- [Objetivo]
Organize em lista numerada as linhas dos dados que vão da que contém "Task: Where can the black shorts" até a que contém "x=278, y=278", ambas incluídas, deixando de fora as linhas em branco.

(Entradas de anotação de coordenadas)
☆ ☆ ☆ ☆ ☆ ☆ ☆

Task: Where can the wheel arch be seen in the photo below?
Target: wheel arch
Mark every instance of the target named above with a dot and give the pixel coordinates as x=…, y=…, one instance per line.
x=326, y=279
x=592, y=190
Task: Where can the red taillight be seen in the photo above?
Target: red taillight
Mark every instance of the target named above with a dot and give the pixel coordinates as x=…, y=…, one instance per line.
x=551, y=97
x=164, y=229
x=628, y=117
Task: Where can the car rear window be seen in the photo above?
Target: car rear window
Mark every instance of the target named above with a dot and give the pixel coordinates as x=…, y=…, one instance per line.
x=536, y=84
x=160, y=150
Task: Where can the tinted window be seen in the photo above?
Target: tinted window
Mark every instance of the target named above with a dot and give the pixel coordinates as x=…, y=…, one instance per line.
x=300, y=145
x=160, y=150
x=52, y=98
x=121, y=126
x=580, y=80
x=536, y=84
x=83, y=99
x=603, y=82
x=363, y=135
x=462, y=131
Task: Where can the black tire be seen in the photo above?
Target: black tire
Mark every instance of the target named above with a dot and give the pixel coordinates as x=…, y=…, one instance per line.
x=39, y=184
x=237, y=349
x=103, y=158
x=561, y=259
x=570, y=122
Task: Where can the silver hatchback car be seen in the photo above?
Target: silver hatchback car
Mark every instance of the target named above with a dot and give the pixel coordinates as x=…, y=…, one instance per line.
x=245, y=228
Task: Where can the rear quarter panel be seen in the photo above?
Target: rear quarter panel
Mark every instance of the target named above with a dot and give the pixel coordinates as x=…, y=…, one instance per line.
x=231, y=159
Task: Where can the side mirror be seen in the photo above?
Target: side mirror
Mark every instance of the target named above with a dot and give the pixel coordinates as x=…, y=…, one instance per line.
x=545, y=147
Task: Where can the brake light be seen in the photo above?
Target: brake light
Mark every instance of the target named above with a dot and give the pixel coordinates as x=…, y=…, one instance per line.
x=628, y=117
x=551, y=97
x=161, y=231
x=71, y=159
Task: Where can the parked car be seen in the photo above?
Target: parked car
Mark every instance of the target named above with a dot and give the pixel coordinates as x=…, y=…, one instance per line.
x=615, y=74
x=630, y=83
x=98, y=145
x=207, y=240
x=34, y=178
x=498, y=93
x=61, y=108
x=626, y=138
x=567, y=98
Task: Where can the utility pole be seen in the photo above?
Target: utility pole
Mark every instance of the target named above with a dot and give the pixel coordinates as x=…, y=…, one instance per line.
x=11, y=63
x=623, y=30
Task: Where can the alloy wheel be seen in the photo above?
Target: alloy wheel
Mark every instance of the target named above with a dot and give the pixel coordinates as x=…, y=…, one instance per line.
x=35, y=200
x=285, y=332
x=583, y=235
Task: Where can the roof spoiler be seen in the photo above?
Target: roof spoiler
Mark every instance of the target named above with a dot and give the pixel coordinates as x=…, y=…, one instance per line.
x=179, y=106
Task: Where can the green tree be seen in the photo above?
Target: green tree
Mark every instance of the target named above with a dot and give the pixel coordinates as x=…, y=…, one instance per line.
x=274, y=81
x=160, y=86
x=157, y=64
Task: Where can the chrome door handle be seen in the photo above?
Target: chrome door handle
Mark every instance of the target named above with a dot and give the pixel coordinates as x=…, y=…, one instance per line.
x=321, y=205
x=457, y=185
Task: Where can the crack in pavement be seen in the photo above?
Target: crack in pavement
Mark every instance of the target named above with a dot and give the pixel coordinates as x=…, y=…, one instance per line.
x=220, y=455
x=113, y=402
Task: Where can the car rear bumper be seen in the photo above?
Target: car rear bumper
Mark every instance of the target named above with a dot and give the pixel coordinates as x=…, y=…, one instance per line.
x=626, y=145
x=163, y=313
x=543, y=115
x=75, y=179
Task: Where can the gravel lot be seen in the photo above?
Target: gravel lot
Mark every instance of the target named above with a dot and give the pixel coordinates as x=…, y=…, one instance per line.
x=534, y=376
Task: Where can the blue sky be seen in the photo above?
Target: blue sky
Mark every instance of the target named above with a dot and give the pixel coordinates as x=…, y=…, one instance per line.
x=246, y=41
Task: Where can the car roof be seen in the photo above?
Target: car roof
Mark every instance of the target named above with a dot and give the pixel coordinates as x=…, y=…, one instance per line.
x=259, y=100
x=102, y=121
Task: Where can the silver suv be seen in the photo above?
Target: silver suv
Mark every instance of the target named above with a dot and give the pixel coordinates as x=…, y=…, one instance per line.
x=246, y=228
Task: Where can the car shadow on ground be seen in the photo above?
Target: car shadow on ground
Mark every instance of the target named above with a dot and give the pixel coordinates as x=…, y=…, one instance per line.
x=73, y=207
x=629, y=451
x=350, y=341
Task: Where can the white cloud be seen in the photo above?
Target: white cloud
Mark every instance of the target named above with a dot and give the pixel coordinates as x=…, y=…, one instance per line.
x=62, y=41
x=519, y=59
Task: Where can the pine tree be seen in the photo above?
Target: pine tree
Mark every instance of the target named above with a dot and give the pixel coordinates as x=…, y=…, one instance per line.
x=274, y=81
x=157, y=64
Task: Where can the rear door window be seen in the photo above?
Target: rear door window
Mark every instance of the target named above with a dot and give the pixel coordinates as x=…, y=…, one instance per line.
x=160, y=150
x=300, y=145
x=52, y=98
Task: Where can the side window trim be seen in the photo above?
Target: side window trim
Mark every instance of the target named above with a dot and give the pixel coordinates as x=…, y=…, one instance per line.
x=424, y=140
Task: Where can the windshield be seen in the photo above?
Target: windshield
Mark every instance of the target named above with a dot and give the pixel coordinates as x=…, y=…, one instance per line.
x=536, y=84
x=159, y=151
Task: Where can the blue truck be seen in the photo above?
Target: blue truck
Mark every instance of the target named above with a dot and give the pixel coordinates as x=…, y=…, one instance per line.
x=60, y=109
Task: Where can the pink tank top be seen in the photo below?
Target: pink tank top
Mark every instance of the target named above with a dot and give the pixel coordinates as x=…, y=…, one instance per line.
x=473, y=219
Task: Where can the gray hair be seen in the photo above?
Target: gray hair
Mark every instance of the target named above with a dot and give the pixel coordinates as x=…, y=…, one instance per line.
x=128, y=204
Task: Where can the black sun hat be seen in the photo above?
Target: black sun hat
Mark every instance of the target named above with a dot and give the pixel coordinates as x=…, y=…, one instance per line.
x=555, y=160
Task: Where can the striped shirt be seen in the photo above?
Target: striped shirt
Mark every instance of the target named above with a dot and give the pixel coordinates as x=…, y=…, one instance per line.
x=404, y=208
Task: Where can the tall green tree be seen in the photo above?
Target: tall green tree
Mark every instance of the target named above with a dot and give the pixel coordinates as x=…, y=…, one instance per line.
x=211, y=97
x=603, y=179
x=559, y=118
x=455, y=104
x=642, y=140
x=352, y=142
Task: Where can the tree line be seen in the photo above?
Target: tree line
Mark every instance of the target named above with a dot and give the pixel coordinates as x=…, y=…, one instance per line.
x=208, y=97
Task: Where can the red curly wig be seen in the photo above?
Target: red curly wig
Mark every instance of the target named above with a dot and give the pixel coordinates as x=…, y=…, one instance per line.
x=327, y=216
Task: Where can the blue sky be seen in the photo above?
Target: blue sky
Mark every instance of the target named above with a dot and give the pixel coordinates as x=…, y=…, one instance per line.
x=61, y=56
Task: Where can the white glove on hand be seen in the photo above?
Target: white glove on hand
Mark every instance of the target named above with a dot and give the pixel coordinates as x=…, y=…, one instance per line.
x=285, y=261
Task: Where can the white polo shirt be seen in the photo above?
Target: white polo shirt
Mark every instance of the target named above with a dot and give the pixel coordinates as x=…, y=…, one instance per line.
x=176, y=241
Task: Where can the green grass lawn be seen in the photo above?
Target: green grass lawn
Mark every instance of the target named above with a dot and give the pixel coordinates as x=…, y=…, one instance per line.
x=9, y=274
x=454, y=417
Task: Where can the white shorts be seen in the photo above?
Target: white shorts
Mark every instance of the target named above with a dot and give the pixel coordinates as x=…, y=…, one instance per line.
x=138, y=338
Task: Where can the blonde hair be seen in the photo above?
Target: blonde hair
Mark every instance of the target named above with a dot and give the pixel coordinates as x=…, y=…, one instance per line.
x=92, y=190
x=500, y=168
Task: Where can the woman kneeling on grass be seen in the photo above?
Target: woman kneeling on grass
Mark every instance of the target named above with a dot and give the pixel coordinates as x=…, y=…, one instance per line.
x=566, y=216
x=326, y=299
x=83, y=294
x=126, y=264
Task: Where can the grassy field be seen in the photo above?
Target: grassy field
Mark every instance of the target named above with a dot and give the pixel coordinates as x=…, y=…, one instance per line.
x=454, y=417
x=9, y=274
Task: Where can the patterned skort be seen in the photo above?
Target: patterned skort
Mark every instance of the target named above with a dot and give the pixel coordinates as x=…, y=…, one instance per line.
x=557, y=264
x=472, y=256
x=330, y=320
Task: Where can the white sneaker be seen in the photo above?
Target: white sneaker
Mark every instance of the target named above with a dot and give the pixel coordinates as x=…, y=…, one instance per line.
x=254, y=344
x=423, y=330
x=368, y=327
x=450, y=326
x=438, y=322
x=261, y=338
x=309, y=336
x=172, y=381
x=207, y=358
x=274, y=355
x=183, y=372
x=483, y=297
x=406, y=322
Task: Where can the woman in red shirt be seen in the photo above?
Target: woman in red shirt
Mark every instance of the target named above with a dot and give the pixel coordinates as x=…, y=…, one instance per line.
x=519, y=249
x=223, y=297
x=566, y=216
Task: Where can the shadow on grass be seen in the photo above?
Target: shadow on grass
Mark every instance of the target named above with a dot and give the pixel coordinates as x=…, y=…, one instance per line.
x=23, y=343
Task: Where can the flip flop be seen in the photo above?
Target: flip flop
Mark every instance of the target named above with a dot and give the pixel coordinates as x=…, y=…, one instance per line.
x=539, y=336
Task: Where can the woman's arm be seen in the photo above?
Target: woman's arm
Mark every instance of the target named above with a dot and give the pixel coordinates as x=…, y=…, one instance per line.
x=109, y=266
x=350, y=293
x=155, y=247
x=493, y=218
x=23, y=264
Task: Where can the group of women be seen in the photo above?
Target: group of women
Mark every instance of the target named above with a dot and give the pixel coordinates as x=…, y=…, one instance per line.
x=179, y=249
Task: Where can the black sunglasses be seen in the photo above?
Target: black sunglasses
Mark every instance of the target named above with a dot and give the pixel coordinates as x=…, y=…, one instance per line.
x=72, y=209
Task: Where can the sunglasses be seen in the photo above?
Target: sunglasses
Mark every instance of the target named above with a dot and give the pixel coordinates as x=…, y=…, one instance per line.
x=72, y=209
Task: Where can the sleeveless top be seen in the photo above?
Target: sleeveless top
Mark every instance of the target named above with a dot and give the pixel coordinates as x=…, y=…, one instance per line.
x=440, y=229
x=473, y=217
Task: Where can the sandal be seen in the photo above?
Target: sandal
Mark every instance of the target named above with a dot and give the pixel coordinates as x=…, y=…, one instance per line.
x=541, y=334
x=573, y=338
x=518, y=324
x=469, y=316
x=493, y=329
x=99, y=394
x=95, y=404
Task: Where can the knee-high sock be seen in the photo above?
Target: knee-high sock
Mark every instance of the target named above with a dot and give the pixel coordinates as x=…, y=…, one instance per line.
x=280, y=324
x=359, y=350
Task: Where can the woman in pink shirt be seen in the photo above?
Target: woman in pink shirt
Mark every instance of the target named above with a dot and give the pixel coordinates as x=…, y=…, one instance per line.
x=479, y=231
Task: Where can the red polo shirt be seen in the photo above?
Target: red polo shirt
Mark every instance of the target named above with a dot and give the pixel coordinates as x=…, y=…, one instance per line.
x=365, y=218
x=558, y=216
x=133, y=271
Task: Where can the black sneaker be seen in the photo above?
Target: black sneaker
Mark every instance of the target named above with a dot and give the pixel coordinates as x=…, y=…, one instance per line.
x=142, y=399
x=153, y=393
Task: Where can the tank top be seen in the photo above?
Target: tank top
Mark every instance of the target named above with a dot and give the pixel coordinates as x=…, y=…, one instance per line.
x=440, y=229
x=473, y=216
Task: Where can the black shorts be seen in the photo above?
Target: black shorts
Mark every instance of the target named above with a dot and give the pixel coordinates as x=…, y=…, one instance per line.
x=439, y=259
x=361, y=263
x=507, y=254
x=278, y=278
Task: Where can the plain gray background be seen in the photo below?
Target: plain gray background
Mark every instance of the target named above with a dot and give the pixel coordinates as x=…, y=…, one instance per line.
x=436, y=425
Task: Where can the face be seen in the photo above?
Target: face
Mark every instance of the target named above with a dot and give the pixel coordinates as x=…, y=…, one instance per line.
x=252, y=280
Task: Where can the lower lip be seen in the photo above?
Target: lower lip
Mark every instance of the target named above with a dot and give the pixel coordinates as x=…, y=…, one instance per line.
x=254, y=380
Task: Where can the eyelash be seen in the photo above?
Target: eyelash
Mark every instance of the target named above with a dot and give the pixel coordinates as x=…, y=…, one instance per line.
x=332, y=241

☆ ☆ ☆ ☆ ☆ ☆ ☆

- [Resultado do exercício]
1. Task: Where can the black shorts be seen in the photo above?
2. Target: black shorts
3. Mark every instance of the target named above with a dot and give the pixel coordinates as x=…, y=…, one instance per line.
4. x=439, y=259
5. x=361, y=263
6. x=507, y=254
7. x=278, y=278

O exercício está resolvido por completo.